### TRY IT
From the entries below, report how many lines contain the string "waves". Give only that number.

-- Opening Marker --

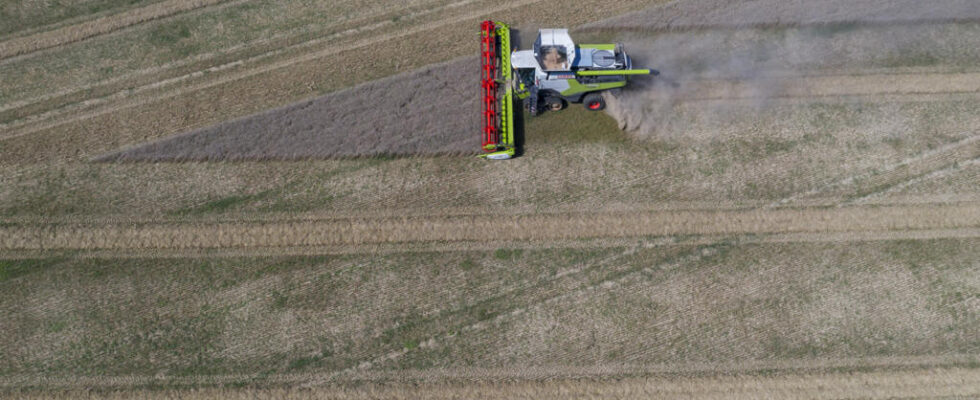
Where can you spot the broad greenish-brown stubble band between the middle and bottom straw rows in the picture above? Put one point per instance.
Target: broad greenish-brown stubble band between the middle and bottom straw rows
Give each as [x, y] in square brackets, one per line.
[502, 315]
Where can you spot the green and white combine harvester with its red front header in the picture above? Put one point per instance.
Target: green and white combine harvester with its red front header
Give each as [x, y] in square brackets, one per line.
[556, 72]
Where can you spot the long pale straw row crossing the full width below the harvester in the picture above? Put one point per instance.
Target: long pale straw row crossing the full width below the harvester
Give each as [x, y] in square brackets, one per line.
[484, 228]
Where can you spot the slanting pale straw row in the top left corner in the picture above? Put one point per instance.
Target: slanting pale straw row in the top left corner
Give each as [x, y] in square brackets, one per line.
[100, 26]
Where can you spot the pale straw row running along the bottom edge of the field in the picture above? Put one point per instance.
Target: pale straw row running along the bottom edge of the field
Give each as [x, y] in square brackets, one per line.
[871, 385]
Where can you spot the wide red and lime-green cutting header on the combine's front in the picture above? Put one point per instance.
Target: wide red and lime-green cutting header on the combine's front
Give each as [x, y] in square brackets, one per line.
[496, 82]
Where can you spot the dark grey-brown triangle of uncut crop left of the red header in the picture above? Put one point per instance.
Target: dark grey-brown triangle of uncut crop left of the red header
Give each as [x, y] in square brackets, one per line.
[432, 111]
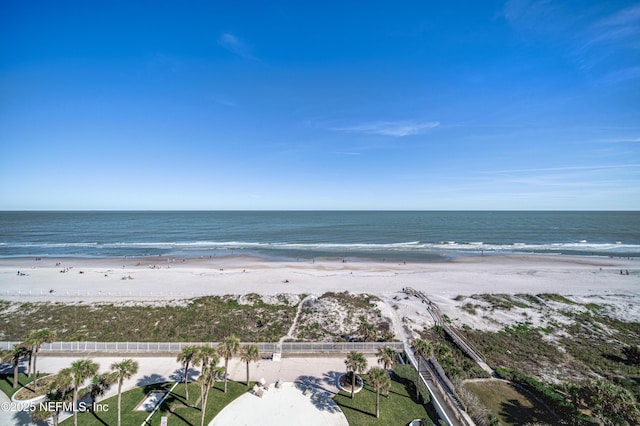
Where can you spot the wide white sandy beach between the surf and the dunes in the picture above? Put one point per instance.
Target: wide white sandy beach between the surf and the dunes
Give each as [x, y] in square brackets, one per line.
[148, 279]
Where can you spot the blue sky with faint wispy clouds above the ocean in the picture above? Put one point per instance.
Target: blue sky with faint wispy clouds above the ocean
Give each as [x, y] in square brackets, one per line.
[517, 104]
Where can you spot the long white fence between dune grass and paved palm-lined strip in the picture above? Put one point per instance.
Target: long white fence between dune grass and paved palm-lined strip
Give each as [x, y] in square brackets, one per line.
[176, 347]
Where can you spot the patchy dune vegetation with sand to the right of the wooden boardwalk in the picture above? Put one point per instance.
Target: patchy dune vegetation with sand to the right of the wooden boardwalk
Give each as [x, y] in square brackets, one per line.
[585, 341]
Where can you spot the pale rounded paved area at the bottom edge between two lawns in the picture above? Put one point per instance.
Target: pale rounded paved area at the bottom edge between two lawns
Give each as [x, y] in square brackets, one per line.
[287, 405]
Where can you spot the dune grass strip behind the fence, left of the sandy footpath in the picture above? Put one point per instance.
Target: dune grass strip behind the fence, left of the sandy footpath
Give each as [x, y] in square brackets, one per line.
[205, 319]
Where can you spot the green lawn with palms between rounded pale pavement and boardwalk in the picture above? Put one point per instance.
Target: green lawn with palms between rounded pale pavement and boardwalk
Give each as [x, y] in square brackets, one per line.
[399, 409]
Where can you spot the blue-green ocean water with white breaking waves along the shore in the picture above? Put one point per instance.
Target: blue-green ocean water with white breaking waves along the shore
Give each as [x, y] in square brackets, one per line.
[321, 234]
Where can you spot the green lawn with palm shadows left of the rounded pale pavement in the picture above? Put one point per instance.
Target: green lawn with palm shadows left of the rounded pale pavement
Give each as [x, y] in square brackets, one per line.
[175, 407]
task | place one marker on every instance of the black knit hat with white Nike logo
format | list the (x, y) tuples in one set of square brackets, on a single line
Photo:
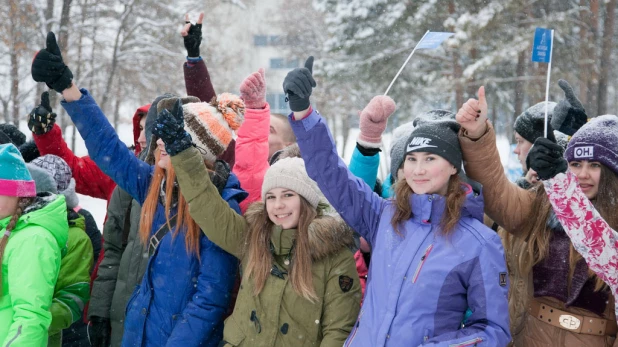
[(437, 137)]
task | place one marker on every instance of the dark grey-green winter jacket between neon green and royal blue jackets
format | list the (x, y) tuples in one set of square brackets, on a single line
[(123, 264)]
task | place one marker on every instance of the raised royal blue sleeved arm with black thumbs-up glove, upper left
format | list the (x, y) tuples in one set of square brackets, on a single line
[(105, 148)]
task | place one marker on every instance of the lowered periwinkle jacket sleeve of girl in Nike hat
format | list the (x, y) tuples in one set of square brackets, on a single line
[(487, 298)]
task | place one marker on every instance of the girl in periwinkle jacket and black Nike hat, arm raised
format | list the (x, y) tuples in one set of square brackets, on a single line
[(432, 257)]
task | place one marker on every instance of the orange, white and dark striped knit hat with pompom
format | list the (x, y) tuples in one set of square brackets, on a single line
[(211, 125)]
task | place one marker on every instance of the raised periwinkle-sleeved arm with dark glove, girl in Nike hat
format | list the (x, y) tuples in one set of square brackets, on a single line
[(349, 195)]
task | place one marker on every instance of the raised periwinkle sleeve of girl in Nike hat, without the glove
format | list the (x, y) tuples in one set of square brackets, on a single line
[(355, 201)]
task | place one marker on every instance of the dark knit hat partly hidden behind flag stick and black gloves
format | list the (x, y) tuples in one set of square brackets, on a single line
[(531, 123)]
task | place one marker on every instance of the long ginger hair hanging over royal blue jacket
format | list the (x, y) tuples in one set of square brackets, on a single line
[(193, 233)]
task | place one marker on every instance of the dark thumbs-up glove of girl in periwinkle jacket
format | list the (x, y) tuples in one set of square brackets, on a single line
[(298, 85)]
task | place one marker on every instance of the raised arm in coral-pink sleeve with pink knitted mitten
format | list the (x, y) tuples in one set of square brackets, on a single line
[(252, 142)]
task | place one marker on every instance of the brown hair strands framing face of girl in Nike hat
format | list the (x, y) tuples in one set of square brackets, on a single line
[(455, 199)]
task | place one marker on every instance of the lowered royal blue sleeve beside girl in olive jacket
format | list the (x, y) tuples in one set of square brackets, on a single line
[(204, 313)]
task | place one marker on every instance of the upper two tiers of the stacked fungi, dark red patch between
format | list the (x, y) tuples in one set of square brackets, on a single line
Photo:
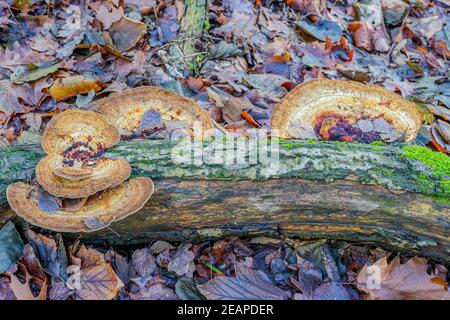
[(75, 141)]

-- Closing Marker --

### RESPONSE TO THE EXERCISE
2